> _TO DO_:
Find every line in the data below that contains the word "base", and copy each of those lines.

◇ ◇ ◇ ◇ ◇

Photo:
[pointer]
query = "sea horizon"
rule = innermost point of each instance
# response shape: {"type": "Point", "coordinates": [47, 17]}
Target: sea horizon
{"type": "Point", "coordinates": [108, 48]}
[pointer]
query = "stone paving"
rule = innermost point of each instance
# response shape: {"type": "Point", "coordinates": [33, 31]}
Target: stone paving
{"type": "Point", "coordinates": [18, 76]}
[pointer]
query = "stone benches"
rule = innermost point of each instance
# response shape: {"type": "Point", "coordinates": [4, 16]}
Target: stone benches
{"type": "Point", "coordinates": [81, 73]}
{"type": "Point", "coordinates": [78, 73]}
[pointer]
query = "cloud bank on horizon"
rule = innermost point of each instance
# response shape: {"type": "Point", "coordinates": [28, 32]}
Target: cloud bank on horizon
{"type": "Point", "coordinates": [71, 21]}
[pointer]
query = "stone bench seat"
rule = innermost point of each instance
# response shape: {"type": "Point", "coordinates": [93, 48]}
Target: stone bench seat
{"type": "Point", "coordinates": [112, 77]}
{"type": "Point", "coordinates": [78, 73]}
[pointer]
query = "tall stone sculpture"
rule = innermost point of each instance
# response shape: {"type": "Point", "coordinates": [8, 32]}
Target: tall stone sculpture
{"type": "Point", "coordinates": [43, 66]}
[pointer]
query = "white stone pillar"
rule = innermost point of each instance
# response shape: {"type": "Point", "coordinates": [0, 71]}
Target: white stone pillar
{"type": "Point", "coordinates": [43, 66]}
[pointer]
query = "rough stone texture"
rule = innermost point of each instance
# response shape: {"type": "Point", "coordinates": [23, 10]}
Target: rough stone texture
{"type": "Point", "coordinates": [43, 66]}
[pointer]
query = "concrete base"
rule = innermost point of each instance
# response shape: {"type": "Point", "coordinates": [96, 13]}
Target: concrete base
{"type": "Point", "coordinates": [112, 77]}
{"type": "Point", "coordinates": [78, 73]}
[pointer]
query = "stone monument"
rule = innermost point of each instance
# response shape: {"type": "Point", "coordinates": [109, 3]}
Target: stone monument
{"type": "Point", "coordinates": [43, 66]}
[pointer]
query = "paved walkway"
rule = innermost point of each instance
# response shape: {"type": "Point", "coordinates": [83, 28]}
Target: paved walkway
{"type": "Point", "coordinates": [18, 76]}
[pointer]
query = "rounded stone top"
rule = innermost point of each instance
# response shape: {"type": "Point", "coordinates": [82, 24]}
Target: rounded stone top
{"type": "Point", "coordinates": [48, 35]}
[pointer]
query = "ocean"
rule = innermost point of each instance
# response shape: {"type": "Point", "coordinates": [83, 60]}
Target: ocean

◇ ◇ ◇ ◇ ◇

> _EXERCISE RESPONSE_:
query = "concrete base"
Target: concrete base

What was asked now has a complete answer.